Your job is to restate each entry word for word.
########
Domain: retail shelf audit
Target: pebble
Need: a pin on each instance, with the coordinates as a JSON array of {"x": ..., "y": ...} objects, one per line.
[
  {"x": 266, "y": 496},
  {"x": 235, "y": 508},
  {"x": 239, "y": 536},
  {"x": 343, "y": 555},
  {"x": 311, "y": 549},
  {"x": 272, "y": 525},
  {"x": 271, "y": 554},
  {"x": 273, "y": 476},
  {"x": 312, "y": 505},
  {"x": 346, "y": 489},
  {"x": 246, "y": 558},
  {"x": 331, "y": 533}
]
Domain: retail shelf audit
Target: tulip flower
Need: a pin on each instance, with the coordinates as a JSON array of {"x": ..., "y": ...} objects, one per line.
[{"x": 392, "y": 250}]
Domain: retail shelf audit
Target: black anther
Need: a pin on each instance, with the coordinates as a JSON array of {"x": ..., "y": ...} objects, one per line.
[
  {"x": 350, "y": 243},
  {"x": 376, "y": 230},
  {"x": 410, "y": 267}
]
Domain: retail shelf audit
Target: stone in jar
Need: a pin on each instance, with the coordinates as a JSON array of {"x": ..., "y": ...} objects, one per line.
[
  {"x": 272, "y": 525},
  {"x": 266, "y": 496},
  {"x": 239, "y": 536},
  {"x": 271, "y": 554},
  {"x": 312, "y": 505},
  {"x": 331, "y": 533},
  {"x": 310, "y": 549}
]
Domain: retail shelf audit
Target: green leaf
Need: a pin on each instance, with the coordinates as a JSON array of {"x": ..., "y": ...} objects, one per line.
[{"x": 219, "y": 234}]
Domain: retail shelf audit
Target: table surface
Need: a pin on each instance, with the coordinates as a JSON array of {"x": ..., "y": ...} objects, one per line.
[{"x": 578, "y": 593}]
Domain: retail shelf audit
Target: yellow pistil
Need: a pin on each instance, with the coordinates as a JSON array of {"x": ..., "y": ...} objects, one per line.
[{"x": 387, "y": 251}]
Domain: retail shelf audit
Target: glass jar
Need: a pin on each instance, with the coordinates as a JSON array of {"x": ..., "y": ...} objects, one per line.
########
**Reply to the task**
Domain: retail shelf audit
Target: pebble
Need: a pin on each instance, with the coordinates as a JSON array of {"x": ..., "y": ...} objects, one per line.
[
  {"x": 266, "y": 496},
  {"x": 235, "y": 508},
  {"x": 239, "y": 536},
  {"x": 343, "y": 555},
  {"x": 311, "y": 549},
  {"x": 272, "y": 525},
  {"x": 271, "y": 554},
  {"x": 273, "y": 476},
  {"x": 312, "y": 505},
  {"x": 346, "y": 489},
  {"x": 246, "y": 558},
  {"x": 331, "y": 533}
]
Domain: retail shelf audit
Target: tulip flower
Need: a pin on each instance, with the coordinates as a JSON array of {"x": ..., "y": ...} objects, one per line.
[{"x": 392, "y": 250}]
Domain: retail shelf audit
Target: black anther
Need: a pin on each instance, with the coordinates as a JSON array of {"x": ..., "y": ...} objects, one per line.
[
  {"x": 350, "y": 243},
  {"x": 376, "y": 230},
  {"x": 410, "y": 267}
]
Domain: retail shelf audit
Target: stone in jar
Need: a pin on each instance, with the coordinates as a JSON array of {"x": ..., "y": ...} objects, one per line.
[
  {"x": 272, "y": 525},
  {"x": 266, "y": 496},
  {"x": 239, "y": 536},
  {"x": 271, "y": 554},
  {"x": 312, "y": 505},
  {"x": 331, "y": 533},
  {"x": 310, "y": 549}
]
Domain: retail shelf audit
Target: green leaf
Need: a pin on each instance, with the coordinates as a JSON array of {"x": ..., "y": ...} objects, one per line.
[{"x": 219, "y": 234}]
Domain: retail shelf audit
Target: table surface
Need: a pin on each instance, with the coordinates as a JSON array of {"x": ..., "y": ...} objects, one per line.
[{"x": 578, "y": 593}]
Domain: retail shelf audit
Target: yellow pistil
Need: a pin on each instance, with the coordinates as a JSON array of {"x": ..., "y": ...} objects, one per line.
[{"x": 387, "y": 251}]
Domain: retail shelf audit
Target: glass jar
Need: a pin on each instance, with the coordinates as a JSON array of {"x": ..., "y": ...} objects, one per line.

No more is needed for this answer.